In Borderlands 3 skill trees finally have the kind of depth and variety that the franchise always needed. Each skill tree offers a unique augment to your character’s active ability. In addition, several of the skills on offer provide large bonuses some of which dramatically shift how you’ll play the game. As an example, the skills I grabbed for Moze during my playthrough allowed me to fire indefinitely without reloading while sprinting around the map. This was not only dramatically different from the other three characters, but also resulted in a distinct play-style compared to the alternative juggernaut and AoE damage skill trees.

Additionally, as you invest more and more skill points into a tree you’ll unlock augments for your active ability. These can be changed on the fly so as to best adapt yourself to the challenges you’re currently facing. It also gives players yet another layer to express themselves through their character build. All of these enhancements make it a lot easier to get into the meta-level of Borderlands’ skill progression making each level-up far more exciting.

While I have praised the shooting, looting, and leveling of Borderlands 3, I must, unfortunately, present a caveat to what I’ve said. These three elements are improved over the previous games, but they aren’t exceptional. Borderlands has been playing catch-up with other games that do all of the above listed things much better and has only now, on its fourth outing, caught up to them with a passing grade. And a passing grade doesn’t help compensate for the areas where Borderlands has failing grades.

The Bad

Borderlands 3 continues the long legacy of Borderlands‘ large and bland open-world design which actively harms the central experience. The maps feel like they were cobbled together from random assets with very little thought or intent. As a result, almost every enemy encounter plays out very similarly.

The problem with this design is that it never asks the player to think, nor does it provide any kind of spectacle for players to get invested in. Shooters with short, laser focused campaigns feature a variety of set piece moments and unique levels that ask players to think critically about their available abilities and weapons. That same level of thought hasn’t been put into Borderlands, so you’re left with a map filled with encounters that don’t meaningfully stand out from one another.

What’s even worse is that the game doesn’t benefit in anyway from being open-world. Open-world games are at their best when developers give players a set of tools and let them loose in a map filled with problems. You’re able to explore and solve the problems you encounter however you see fit. This means that players can have varied experiences throughout your game’s world driven by their creativity and innate desire to explore. In Borderlands you’re always moving from one objective marker to the next, thus the open-world offers no additional benefits and is entirely squandered.

What’s worse is that some areas of the map are locked off until you reach certain parts of the story or access specific side missions. Gating content from the player in this way is no different than making the player complete levels in a sequential order, again pointing to an open-world approach as being the incorrect one for the experience on offer. Many other companies have slowly evolved past this rigid misalignment of level and world design, but Borderlands feels like it is stuck in the previous generation of games thanks to its rigid adherence to this flawed design practice.

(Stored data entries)

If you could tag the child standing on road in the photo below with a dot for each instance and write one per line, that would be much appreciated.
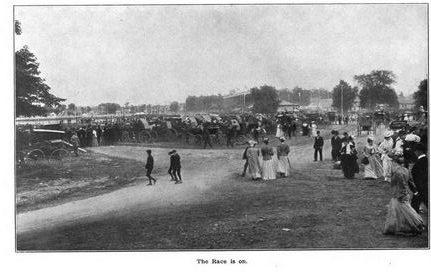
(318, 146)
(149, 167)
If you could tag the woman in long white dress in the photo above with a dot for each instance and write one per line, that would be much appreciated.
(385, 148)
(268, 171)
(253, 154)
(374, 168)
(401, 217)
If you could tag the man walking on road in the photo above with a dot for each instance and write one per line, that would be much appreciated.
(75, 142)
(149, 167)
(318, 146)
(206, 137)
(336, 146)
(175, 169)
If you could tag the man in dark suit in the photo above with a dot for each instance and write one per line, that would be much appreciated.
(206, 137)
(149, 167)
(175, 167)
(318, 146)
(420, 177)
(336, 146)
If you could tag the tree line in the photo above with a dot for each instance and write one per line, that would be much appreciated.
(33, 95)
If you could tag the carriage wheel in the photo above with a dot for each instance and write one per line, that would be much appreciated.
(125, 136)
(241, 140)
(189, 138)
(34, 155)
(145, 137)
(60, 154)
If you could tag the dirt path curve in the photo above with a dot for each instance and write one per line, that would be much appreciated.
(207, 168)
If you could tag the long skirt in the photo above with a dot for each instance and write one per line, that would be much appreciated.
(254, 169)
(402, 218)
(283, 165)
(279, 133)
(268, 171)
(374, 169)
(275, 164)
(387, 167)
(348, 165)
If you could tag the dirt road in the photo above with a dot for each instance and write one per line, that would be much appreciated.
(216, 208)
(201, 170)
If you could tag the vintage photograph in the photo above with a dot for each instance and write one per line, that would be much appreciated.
--
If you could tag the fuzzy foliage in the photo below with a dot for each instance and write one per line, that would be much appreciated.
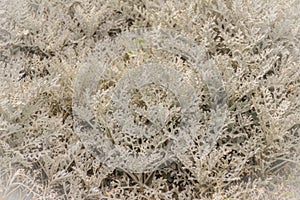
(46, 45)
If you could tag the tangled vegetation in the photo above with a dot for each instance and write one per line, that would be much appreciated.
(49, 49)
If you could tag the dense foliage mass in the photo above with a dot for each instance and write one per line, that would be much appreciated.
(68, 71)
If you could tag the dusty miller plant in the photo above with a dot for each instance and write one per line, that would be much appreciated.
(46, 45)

- Directions:
1/ Quote the passage of the Borderlands 3 review that starts with the words "What’s worse is" and ends with "flawed design practice.".
2/ Lay out the listing as a JSON list of strings, one string per line and no blank lines, starting with the line that contains "If you could tag the man walking" and ending with the line that contains "If you could tag the vintage", both included.
The listing has no connection to the Borderlands 3 review.

- Outputs for the tasks:
1/
What’s worse is that some areas of the map are locked off until you reach certain parts of the story or access specific side missions. Gating content from the player in this way is no different than making the player complete levels in a sequential order, again pointing to an open-world approach as being the incorrect one for the experience on offer. Many other companies have slowly evolved past this rigid misalignment of level and world design, but Borderlands feels like it is stuck in the previous generation of games thanks to its rigid adherence to this flawed design practice.

2/
[
  "If you could tag the man walking on road in the photo above with a dot for each instance and write one per line, that would be much appreciated.",
  "(75, 142)",
  "(149, 167)",
  "(318, 146)",
  "(206, 137)",
  "(336, 146)",
  "(175, 169)",
  "If you could tag the man in dark suit in the photo above with a dot for each instance and write one per line, that would be much appreciated.",
  "(206, 137)",
  "(149, 167)",
  "(175, 167)",
  "(318, 146)",
  "(420, 177)",
  "(336, 146)",
  "If you could tag the tree line in the photo above with a dot for each instance and write one per line, that would be much appreciated.",
  "(33, 95)",
  "If you could tag the carriage wheel in the photo above with a dot for each instance and write one per line, that would be much appreciated.",
  "(125, 136)",
  "(241, 140)",
  "(189, 138)",
  "(34, 155)",
  "(145, 137)",
  "(60, 154)",
  "If you could tag the dirt path curve in the photo above with a dot for each instance and write one per line, that would be much appreciated.",
  "(207, 168)",
  "If you could tag the long skirt in the photo above with a dot for each instance and write one per line, that would be much appreciated.",
  "(254, 169)",
  "(402, 218)",
  "(283, 165)",
  "(279, 133)",
  "(268, 171)",
  "(374, 169)",
  "(275, 164)",
  "(387, 167)",
  "(348, 165)",
  "If you could tag the dirt road in the photo above with a dot for each instance and write one per line, that would be much appreciated.",
  "(216, 208)",
  "(201, 170)",
  "If you could tag the vintage photograph in the photo above with a dot for each instance and write one per line, that would be much appreciated."
]